— start of INFORMATION SUPPLIED —
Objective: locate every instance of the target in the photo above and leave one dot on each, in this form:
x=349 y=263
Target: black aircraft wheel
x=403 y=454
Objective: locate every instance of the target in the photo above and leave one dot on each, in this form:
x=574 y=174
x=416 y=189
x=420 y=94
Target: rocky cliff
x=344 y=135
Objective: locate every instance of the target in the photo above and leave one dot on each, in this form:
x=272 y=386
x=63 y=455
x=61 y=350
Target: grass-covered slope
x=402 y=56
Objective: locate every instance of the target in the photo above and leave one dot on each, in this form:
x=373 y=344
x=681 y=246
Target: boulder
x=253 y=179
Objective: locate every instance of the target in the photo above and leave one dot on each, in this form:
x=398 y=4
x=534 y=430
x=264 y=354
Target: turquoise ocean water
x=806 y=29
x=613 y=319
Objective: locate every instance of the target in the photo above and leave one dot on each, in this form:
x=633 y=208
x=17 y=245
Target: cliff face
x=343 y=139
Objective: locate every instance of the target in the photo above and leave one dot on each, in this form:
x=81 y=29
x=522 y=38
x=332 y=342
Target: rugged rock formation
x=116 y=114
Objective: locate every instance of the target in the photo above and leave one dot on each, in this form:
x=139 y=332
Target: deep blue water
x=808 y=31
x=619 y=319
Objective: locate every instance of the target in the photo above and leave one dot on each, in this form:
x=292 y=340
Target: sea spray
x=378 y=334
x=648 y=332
— end of INFORMATION SUPPLIED —
THE EXERCISE:
Select every line in the rows above that contains the string "cliff", matching its case exactly.

SOLUTION BELOW:
Target: rocky cliff
Target: cliff face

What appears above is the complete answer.